**Exercise directions**
Give back the full material, exactly as it reads.

**Entries**
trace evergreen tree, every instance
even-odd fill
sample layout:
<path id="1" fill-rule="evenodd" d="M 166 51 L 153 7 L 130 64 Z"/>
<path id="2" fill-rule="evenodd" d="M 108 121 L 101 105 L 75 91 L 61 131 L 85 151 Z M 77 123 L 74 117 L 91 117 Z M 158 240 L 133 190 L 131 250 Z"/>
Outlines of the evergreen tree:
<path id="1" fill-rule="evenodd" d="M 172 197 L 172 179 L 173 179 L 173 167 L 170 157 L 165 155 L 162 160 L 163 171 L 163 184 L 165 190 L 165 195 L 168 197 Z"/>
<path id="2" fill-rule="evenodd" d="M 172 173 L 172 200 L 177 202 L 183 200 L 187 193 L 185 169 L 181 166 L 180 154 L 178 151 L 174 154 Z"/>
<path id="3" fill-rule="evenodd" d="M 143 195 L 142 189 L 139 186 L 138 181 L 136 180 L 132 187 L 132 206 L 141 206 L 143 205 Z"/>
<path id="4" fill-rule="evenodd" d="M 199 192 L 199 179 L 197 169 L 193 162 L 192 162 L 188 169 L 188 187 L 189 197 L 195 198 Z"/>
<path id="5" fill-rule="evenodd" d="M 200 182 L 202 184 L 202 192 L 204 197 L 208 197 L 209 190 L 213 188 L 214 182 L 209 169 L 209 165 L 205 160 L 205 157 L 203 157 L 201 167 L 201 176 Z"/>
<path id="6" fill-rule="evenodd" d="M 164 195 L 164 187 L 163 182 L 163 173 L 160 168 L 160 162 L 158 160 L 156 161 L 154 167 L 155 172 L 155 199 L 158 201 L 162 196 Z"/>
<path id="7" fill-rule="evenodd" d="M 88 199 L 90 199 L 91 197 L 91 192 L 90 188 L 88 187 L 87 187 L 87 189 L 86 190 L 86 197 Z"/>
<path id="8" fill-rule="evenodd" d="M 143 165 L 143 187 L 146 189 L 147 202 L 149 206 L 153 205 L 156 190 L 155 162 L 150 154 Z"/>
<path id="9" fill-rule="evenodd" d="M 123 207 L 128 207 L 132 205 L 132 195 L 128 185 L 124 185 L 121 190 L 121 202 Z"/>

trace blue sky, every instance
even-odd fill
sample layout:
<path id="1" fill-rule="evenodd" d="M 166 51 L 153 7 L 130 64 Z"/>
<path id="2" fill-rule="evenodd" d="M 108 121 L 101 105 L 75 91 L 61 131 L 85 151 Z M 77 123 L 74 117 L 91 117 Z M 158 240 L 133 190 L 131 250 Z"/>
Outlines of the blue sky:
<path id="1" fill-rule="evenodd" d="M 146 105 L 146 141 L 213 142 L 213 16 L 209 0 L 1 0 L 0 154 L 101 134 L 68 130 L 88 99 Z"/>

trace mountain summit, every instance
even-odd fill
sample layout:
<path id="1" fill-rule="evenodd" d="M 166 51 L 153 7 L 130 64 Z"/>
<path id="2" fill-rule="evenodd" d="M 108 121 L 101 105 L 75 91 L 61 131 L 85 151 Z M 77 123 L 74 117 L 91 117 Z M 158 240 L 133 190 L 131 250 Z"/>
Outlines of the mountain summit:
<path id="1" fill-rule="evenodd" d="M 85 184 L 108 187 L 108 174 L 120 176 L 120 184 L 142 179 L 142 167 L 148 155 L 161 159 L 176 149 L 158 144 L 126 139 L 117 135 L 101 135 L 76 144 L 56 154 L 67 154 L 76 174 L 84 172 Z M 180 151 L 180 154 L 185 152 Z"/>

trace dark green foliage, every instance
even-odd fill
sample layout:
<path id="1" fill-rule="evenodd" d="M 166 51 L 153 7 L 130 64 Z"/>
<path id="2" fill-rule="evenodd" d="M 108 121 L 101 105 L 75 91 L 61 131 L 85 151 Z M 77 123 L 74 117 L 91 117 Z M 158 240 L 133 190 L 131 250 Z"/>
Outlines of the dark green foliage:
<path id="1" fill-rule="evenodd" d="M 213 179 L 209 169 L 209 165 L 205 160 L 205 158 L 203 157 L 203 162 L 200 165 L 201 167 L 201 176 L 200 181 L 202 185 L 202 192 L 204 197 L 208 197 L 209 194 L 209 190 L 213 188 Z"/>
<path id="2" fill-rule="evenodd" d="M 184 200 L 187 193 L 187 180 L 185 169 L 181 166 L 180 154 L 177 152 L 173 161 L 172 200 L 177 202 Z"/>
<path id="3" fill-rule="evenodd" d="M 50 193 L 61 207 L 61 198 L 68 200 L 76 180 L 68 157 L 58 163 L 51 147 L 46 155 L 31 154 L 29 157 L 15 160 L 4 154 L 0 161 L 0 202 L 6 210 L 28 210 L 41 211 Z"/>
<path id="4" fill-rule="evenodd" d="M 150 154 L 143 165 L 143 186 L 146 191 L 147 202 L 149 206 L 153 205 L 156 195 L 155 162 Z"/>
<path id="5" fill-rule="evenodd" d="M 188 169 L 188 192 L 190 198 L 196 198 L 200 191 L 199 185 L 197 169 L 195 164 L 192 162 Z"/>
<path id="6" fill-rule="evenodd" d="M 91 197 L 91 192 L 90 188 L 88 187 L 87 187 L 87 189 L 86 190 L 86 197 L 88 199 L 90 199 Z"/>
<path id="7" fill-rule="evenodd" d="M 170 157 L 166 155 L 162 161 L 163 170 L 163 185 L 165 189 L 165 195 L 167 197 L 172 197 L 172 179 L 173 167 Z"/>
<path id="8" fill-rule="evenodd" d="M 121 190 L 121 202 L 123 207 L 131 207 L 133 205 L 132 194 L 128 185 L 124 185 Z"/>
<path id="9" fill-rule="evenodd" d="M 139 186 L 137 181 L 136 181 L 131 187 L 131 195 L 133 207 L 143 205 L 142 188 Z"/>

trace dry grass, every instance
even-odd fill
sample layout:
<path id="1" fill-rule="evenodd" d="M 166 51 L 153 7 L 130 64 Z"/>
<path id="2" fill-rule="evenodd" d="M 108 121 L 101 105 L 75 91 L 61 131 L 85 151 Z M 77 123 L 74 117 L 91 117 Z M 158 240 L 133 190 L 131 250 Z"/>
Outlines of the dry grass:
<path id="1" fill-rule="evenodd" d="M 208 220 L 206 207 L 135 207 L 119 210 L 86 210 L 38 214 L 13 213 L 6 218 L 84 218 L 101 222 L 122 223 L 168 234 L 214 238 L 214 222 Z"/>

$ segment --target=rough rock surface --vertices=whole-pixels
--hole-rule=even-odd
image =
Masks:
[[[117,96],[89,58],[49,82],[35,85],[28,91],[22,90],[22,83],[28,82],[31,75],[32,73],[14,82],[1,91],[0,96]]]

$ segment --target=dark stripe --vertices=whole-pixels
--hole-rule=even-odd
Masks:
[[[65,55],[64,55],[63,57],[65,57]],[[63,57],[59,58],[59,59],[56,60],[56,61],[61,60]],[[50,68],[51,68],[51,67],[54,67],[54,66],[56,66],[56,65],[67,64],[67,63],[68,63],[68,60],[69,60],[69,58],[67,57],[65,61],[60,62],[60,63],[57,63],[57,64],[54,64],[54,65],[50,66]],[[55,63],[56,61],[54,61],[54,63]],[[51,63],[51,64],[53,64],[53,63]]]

**Task answer**
trace evergreen tree, every instance
even-odd fill
sample layout:
<path id="1" fill-rule="evenodd" d="M 166 51 L 153 7 L 130 64 Z"/>
<path id="2" fill-rule="evenodd" d="M 108 121 L 101 105 L 75 91 L 61 131 L 85 151 Z M 77 123 L 74 117 L 91 117 Z M 158 240 L 133 190 L 131 250 Z"/>
Outlines of the evergreen tree:
<path id="1" fill-rule="evenodd" d="M 172 197 L 172 179 L 173 179 L 173 167 L 170 157 L 165 155 L 162 160 L 163 171 L 163 184 L 165 190 L 165 195 L 168 197 Z"/>
<path id="2" fill-rule="evenodd" d="M 172 173 L 172 200 L 177 202 L 183 200 L 187 193 L 185 169 L 181 166 L 180 154 L 178 151 L 174 154 Z"/>
<path id="3" fill-rule="evenodd" d="M 143 195 L 142 189 L 139 186 L 138 181 L 136 180 L 132 187 L 132 206 L 141 206 L 143 205 Z"/>
<path id="4" fill-rule="evenodd" d="M 199 192 L 199 179 L 197 169 L 193 162 L 192 162 L 188 169 L 188 187 L 189 197 L 195 198 Z"/>
<path id="5" fill-rule="evenodd" d="M 200 182 L 202 184 L 202 192 L 204 197 L 208 197 L 209 190 L 213 188 L 214 182 L 209 169 L 209 165 L 205 160 L 205 157 L 203 157 L 201 167 L 201 176 Z"/>
<path id="6" fill-rule="evenodd" d="M 164 195 L 164 187 L 163 182 L 163 173 L 160 168 L 160 162 L 158 160 L 156 161 L 154 167 L 155 172 L 155 199 L 158 201 L 162 196 Z"/>
<path id="7" fill-rule="evenodd" d="M 88 199 L 90 199 L 91 197 L 91 192 L 90 188 L 88 187 L 87 187 L 87 189 L 86 190 L 86 197 Z"/>
<path id="8" fill-rule="evenodd" d="M 143 165 L 143 187 L 146 189 L 147 202 L 149 206 L 153 205 L 156 190 L 155 162 L 150 154 Z"/>
<path id="9" fill-rule="evenodd" d="M 123 207 L 128 207 L 132 205 L 132 195 L 128 185 L 124 185 L 121 190 L 121 202 Z"/>

trace blue sky, every instance
even-odd fill
sample layout:
<path id="1" fill-rule="evenodd" d="M 166 51 L 153 7 L 130 64 Z"/>
<path id="2" fill-rule="evenodd" d="M 108 121 L 101 105 L 75 91 L 61 131 L 85 151 Z M 77 123 L 74 117 L 91 117 Z M 158 240 L 133 190 L 131 250 Z"/>
Outlines of the blue sky:
<path id="1" fill-rule="evenodd" d="M 146 105 L 146 141 L 213 142 L 213 16 L 209 0 L 1 0 L 0 154 L 101 134 L 68 130 L 88 99 Z"/>

trace mountain summit, every instance
even-odd fill
sample layout:
<path id="1" fill-rule="evenodd" d="M 166 51 L 153 7 L 130 64 Z"/>
<path id="2" fill-rule="evenodd" d="M 108 121 L 101 105 L 75 91 L 61 131 L 85 151 Z M 77 123 L 74 117 L 91 117 Z M 158 240 L 133 190 L 131 250 Z"/>
Outlines of the mountain summit:
<path id="1" fill-rule="evenodd" d="M 85 184 L 108 187 L 108 174 L 120 176 L 120 184 L 142 179 L 142 167 L 148 155 L 161 159 L 176 149 L 158 144 L 126 139 L 117 135 L 101 135 L 76 144 L 56 154 L 67 154 L 76 174 L 84 172 Z M 180 151 L 180 154 L 185 152 Z"/>

trace dark green foliage, every instance
even-odd fill
sample layout:
<path id="1" fill-rule="evenodd" d="M 166 51 L 153 7 L 130 64 Z"/>
<path id="2" fill-rule="evenodd" d="M 108 121 L 101 105 L 75 91 L 61 131 L 85 151 Z M 77 123 L 74 117 L 91 117 Z M 158 240 L 133 190 L 131 250 Z"/>
Outlines of the dark green foliage:
<path id="1" fill-rule="evenodd" d="M 213 179 L 209 169 L 209 165 L 205 160 L 205 158 L 203 157 L 203 162 L 200 165 L 201 167 L 201 176 L 200 181 L 202 185 L 202 192 L 204 197 L 208 197 L 209 194 L 209 190 L 213 188 Z"/>
<path id="2" fill-rule="evenodd" d="M 184 200 L 187 193 L 187 180 L 185 169 L 181 166 L 180 154 L 177 152 L 173 161 L 172 200 L 177 202 Z"/>
<path id="3" fill-rule="evenodd" d="M 50 193 L 61 207 L 61 198 L 68 200 L 76 180 L 68 157 L 58 163 L 51 147 L 46 155 L 31 154 L 29 157 L 15 160 L 4 154 L 0 161 L 0 202 L 6 210 L 28 210 L 41 211 Z"/>
<path id="4" fill-rule="evenodd" d="M 150 154 L 143 165 L 143 186 L 146 191 L 147 202 L 149 206 L 153 205 L 156 195 L 155 162 Z"/>
<path id="5" fill-rule="evenodd" d="M 188 169 L 188 192 L 190 198 L 196 198 L 200 191 L 199 185 L 197 169 L 195 164 L 192 162 Z"/>
<path id="6" fill-rule="evenodd" d="M 91 197 L 91 192 L 90 188 L 88 187 L 87 187 L 87 189 L 86 190 L 86 197 L 88 199 L 90 199 Z"/>
<path id="7" fill-rule="evenodd" d="M 170 157 L 166 155 L 162 161 L 163 170 L 163 185 L 165 189 L 165 195 L 167 197 L 172 197 L 172 179 L 173 167 Z"/>
<path id="8" fill-rule="evenodd" d="M 121 190 L 121 202 L 123 207 L 131 207 L 133 205 L 132 194 L 128 185 L 124 185 Z"/>
<path id="9" fill-rule="evenodd" d="M 139 186 L 137 181 L 136 181 L 131 187 L 131 195 L 133 207 L 143 205 L 142 188 Z"/>

trace dry grass, every instance
even-odd fill
sample layout:
<path id="1" fill-rule="evenodd" d="M 166 51 L 153 7 L 130 64 Z"/>
<path id="2" fill-rule="evenodd" d="M 108 121 L 101 105 L 75 91 L 61 131 L 85 151 Z M 77 123 L 74 117 L 91 117 Z M 158 240 L 133 190 L 131 250 Z"/>
Outlines of the dry grass:
<path id="1" fill-rule="evenodd" d="M 208 220 L 206 207 L 135 207 L 119 210 L 86 210 L 38 214 L 13 213 L 6 218 L 84 218 L 101 222 L 122 223 L 168 234 L 214 238 L 214 222 Z"/>

$ segment --target=rough rock surface --vertices=whole-pixels
--hole-rule=even-odd
image =
Masks:
[[[117,96],[89,58],[49,82],[35,85],[28,91],[22,90],[22,83],[28,82],[31,75],[32,73],[14,82],[1,91],[0,96]]]

$ segment --target=dark stripe --vertices=whole-pixels
--hole-rule=even-odd
Masks:
[[[65,55],[64,55],[63,57],[65,57]],[[63,57],[59,58],[59,59],[56,60],[56,61],[61,60]],[[50,68],[51,68],[51,67],[54,67],[54,66],[56,66],[56,65],[67,64],[67,63],[68,63],[68,60],[69,60],[69,58],[67,57],[65,61],[60,62],[60,63],[57,63],[57,64],[54,64],[54,65],[50,66]],[[55,63],[56,61],[54,61],[54,63]],[[51,63],[51,64],[53,64],[53,63]]]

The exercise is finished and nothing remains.